Document segment ::

Law360 (October 19, 2020, 7:17 PM EDT) -- The credit card loyalty program Black Card has called on a federal judge to let its $600 million licensing contract dispute with Visa go before a Wyoming jury next month as planned, citing Judge Rodney Gilstrap's decision to hold a jury trial in Texas in July.
Black Card LLC focused on the five years it already spent litigating against Visa USA Inc. in a Sunday filing, urging U.S. District Judge Scott W. Skavdahl to reject the credit card behemoth's efforts to push the date for the 10-day jury trial to April 2021. Currently, the case is set to begin Nov. 9.
"Courts all over the country are balancing their critical public service function — including preserving public access and the jury trial as the cornerstone of the judicial process — with the need to reduce the risk of COVID-19 transmission," Black Card said.
Black Card pointed to U.S. District Judge Gilstrap's late July decision to reject Apple's efforts to, similarly, postpone an in-person jury trial in Texas over the tech giant's 4G LTE technology. In that case, the jury in August delivered a $506 million verdict to the patent holding company PanOptis, one of the biggest patent verdicts of the last 10 years.

Assigned task 1 ::
Which companies does the Law360 article name as parties to the court cases it describes? List all of them.
Assigned task 2 ::
Answer each question from the Law360 article:
(a) How large is the licensing contract dispute between Black Card and Visa?
(b) On what date is the Wyoming jury trial currently set to begin?
(c) How much did the August jury verdict award PanOptis?
Assigned task 3 ::
Reproduce the Law360 article word for word between "Black Card LLC" and "Black Card said.", inclusive.

Data extract ::
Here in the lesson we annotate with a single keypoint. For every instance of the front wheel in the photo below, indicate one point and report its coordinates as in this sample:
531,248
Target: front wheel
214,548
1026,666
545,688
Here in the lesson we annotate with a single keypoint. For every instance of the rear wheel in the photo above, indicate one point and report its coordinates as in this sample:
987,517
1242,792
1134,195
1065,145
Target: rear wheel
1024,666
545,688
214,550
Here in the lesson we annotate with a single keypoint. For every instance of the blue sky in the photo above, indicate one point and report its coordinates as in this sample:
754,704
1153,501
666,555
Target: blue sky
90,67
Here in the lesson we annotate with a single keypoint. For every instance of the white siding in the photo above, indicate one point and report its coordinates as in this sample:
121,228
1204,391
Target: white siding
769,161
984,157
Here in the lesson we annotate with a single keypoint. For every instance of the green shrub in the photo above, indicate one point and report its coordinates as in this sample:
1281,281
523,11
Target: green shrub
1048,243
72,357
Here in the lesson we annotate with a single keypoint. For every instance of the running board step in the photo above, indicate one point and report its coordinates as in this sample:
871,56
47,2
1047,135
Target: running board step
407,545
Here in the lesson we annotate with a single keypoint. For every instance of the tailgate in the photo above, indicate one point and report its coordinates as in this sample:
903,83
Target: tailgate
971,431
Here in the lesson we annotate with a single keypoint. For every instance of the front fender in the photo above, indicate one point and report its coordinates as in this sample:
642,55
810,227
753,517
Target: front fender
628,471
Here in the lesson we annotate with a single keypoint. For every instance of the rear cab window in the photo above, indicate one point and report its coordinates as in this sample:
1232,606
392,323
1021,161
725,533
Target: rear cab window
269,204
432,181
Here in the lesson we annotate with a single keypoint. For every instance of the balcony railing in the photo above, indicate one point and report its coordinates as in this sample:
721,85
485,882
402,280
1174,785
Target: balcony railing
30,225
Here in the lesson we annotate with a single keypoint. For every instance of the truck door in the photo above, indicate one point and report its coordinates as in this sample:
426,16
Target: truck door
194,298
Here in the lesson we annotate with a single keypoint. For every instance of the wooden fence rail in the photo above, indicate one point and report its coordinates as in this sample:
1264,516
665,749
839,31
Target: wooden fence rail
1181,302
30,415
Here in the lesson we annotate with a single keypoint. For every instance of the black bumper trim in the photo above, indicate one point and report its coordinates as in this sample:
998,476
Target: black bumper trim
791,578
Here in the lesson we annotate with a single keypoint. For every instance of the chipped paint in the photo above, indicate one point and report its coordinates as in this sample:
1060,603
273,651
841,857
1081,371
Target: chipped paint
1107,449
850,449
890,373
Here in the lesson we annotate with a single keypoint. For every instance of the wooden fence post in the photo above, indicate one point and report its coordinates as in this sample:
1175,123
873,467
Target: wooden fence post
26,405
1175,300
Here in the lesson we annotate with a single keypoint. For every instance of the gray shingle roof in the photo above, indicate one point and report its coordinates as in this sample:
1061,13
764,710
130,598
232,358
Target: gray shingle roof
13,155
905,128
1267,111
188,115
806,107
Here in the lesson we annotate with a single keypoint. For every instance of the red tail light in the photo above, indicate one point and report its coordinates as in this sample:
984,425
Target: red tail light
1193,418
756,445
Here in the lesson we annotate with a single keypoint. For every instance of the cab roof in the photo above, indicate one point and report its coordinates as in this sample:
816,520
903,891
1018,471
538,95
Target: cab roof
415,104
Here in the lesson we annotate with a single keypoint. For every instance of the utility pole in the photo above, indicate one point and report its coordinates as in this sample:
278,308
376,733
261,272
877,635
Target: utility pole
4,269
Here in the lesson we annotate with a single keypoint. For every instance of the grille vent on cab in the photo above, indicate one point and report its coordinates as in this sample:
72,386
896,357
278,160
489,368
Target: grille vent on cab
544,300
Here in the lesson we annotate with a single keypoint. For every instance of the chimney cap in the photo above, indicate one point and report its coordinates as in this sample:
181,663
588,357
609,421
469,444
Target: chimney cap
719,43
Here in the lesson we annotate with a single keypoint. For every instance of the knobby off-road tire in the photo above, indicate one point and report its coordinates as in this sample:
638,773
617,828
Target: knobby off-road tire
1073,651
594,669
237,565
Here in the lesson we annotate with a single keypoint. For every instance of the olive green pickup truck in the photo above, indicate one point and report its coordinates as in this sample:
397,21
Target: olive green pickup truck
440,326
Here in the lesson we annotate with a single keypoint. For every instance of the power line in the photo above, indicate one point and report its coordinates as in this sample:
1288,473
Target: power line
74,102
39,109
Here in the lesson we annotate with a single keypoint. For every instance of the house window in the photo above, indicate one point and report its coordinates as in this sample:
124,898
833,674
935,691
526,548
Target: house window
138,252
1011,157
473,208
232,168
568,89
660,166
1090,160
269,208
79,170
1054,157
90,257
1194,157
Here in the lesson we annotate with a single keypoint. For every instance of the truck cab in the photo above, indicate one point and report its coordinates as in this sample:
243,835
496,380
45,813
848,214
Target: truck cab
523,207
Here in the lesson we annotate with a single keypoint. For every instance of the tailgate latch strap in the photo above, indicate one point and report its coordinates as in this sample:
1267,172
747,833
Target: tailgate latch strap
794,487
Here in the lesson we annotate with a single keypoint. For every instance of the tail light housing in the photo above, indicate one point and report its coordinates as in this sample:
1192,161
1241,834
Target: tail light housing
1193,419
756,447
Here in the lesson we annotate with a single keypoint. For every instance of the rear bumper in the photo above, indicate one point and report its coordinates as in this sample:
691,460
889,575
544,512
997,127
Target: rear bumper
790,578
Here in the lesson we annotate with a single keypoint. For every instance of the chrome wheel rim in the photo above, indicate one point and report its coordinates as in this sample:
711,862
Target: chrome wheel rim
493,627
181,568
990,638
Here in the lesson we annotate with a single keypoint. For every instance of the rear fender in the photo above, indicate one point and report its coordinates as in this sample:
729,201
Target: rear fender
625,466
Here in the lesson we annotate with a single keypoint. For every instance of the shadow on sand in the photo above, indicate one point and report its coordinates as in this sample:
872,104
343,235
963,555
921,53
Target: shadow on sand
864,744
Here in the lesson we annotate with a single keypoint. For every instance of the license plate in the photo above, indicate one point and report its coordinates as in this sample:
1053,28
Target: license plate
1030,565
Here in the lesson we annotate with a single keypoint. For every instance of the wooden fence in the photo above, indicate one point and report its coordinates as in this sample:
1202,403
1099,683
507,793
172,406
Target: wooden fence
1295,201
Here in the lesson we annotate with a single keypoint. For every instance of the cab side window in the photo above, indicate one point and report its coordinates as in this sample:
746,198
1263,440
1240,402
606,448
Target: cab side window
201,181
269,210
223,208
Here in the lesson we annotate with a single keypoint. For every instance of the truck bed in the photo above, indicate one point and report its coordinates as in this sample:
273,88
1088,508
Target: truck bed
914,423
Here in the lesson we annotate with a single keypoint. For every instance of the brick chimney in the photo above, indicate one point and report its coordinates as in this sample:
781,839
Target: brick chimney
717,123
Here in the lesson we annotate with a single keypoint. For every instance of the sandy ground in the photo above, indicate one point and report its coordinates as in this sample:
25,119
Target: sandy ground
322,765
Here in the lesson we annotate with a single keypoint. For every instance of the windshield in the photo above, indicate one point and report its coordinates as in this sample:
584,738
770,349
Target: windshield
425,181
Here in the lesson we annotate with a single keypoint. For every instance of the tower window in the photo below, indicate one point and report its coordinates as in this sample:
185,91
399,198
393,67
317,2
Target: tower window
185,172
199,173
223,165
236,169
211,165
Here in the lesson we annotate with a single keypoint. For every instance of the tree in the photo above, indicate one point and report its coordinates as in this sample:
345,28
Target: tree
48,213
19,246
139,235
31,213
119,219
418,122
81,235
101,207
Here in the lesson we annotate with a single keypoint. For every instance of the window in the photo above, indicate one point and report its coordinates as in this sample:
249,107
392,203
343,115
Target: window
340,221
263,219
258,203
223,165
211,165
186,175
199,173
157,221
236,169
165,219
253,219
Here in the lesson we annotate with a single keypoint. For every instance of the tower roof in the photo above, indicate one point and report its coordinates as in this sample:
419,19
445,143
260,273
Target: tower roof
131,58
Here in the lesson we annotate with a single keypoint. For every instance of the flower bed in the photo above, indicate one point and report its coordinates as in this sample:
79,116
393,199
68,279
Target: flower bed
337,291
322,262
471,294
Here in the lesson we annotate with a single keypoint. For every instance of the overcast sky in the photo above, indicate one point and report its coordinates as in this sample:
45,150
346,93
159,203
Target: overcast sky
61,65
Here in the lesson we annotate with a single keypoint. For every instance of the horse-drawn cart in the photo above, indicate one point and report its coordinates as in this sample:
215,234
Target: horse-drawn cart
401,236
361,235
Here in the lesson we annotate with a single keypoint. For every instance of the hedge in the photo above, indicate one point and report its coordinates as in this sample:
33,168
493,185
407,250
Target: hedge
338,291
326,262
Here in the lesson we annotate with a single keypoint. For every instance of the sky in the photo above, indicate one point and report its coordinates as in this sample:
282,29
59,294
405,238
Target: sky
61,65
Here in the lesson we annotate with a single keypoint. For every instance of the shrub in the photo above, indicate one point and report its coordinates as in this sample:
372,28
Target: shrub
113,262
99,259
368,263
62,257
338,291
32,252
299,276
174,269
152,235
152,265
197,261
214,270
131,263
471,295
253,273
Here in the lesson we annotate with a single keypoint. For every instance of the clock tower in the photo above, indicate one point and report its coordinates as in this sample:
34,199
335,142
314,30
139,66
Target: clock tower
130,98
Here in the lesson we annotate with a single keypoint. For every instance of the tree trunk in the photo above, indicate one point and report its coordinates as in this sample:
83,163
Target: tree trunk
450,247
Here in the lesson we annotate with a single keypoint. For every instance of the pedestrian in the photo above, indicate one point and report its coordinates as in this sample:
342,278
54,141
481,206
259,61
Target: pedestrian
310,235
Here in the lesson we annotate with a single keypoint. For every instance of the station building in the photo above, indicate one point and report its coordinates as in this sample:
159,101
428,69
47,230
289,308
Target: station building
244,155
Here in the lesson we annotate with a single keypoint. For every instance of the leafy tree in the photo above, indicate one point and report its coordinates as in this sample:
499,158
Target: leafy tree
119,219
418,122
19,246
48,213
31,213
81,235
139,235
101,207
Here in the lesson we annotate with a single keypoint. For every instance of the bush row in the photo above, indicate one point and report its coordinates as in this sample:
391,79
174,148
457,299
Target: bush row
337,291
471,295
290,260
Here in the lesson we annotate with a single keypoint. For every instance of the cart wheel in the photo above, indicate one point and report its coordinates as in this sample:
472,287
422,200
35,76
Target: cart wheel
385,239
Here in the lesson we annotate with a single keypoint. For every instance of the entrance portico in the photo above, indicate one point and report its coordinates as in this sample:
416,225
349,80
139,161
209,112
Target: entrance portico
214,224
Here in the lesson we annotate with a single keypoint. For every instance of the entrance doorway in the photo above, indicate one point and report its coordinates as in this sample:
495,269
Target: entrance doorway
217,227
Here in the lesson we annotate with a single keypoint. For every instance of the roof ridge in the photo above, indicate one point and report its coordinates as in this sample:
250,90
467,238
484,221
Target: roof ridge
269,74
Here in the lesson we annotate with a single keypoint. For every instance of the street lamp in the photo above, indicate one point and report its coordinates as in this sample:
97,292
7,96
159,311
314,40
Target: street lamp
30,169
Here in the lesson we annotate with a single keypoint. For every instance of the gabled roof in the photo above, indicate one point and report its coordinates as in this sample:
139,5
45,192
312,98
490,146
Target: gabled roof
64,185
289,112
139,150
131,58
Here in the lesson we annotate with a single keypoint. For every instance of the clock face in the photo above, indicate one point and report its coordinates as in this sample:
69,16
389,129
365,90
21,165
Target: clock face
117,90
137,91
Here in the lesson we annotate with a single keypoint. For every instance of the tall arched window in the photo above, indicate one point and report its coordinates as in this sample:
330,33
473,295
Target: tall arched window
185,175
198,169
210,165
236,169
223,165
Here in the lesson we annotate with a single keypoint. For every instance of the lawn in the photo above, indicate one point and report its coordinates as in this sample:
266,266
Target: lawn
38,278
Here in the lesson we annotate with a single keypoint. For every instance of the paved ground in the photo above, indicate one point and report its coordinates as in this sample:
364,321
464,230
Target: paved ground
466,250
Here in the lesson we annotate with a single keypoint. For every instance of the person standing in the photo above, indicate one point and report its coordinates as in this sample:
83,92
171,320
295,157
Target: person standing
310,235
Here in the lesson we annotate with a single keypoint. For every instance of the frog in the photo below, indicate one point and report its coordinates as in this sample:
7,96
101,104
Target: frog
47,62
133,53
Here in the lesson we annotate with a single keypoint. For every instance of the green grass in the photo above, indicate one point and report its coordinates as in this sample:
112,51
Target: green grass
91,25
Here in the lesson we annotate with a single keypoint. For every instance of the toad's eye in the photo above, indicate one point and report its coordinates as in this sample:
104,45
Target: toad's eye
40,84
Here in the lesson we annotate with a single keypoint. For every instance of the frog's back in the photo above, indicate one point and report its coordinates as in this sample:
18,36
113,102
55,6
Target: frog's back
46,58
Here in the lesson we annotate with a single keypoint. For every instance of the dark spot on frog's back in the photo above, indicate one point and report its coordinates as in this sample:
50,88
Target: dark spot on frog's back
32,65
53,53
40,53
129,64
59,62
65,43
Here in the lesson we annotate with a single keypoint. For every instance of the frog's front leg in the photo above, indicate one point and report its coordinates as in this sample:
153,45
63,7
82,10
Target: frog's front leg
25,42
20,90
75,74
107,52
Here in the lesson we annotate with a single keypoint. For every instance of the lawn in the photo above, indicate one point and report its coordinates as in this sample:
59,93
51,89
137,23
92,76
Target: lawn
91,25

Reply 1 ::
Black Card LLC
Visa USA Inc.
Apple
PanOptis

Reply 2 ::
(a) $600 million
(b) Nov. 9
(c) $506 million

Reply 3 ::
Black Card LLC focused on the five years it already spent litigating against Visa USA Inc. in a Sunday filing, urging U.S. District Judge Scott W. Skavdahl to reject the credit card behemoth's efforts to push the date for the 10-day jury trial to April 2021. Currently, the case is set to begin Nov. 9.
"Courts all over the country are balancing their critical public service function — including preserving public access and the jury trial as the cornerstone of the judicial process — with the need to reduce the risk of COVID-19 transmission," Black Card said.